* DIRECTIVE *
Retype the rows below with no changes, starting at the line that contains "Crop-scouting request: mark the white banner" and continuing through the last row.

>>>

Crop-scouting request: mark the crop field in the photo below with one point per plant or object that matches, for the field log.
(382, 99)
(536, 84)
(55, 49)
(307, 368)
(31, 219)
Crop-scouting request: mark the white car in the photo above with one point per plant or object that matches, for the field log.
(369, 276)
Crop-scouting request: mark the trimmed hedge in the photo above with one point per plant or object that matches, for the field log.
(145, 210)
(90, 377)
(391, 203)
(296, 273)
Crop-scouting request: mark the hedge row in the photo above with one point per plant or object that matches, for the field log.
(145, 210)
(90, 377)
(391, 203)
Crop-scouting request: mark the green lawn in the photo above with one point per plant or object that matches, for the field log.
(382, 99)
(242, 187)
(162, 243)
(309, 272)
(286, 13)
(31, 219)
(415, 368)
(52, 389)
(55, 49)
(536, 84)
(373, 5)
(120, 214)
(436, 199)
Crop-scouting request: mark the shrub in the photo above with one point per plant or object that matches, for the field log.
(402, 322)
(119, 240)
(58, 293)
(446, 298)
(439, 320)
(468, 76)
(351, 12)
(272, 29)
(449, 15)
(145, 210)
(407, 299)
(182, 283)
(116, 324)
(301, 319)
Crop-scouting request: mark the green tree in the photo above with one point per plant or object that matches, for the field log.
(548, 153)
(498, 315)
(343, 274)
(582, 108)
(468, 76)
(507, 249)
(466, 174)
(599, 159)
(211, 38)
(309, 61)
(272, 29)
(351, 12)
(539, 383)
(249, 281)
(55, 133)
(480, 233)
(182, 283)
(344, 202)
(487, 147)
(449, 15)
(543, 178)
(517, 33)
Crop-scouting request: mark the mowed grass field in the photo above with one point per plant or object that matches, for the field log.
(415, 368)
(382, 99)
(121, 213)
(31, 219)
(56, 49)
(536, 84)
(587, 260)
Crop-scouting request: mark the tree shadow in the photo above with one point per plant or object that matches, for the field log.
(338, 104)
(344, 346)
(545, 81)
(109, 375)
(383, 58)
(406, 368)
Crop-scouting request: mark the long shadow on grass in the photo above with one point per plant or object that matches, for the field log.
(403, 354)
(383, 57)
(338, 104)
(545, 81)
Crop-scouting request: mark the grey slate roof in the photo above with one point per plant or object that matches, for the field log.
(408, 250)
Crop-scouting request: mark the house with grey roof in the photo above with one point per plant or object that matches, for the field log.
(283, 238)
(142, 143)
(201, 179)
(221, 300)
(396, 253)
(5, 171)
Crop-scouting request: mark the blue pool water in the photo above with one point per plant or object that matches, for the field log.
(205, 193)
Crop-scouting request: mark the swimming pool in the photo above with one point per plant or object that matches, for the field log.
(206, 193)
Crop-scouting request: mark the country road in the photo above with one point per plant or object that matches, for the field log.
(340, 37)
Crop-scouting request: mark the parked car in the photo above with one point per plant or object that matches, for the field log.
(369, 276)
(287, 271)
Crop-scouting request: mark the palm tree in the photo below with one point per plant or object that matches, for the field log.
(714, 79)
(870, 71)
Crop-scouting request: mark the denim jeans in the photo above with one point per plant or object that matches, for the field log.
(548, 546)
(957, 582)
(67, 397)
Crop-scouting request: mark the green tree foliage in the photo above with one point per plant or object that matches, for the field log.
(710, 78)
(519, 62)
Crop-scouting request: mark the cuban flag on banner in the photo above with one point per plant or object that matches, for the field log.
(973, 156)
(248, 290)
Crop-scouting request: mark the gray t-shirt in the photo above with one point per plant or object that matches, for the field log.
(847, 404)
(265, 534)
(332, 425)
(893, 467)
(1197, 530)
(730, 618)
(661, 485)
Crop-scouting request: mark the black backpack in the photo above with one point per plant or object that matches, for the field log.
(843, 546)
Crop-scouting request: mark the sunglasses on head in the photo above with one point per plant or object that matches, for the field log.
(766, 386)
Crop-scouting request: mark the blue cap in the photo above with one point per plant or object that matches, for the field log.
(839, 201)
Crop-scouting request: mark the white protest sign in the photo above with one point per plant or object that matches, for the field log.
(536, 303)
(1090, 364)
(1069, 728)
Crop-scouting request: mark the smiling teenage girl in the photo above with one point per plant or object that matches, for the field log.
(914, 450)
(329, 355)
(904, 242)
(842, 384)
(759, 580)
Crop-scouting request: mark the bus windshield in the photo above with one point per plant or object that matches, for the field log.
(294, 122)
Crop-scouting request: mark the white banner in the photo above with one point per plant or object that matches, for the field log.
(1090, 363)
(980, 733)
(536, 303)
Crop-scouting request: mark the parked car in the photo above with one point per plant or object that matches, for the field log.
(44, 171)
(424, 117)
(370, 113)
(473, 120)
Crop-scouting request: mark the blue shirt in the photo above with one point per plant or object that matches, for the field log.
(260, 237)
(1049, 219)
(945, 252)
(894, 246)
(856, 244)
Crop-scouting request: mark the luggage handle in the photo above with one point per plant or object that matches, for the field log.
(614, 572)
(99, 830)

<<<

* EXERCISE SOLUTION *
Crop-scouting request: mark the white banner in the photo above with one point per plant or object that matches, for the field log.
(1090, 363)
(980, 733)
(536, 303)
Crop-scouting request: mark the parked car in the photo above with one point per plant or object that matches, for the field log.
(44, 171)
(424, 117)
(370, 113)
(473, 120)
Crop-scouting request: mark the blue shirt in the photo above with one point per plant or object that matches, for the field log.
(260, 237)
(1049, 219)
(945, 252)
(894, 246)
(856, 244)
Crop-scouting request: mark the luggage handle in the photo above with one point per plant or object that matches, for the field log.
(614, 572)
(99, 830)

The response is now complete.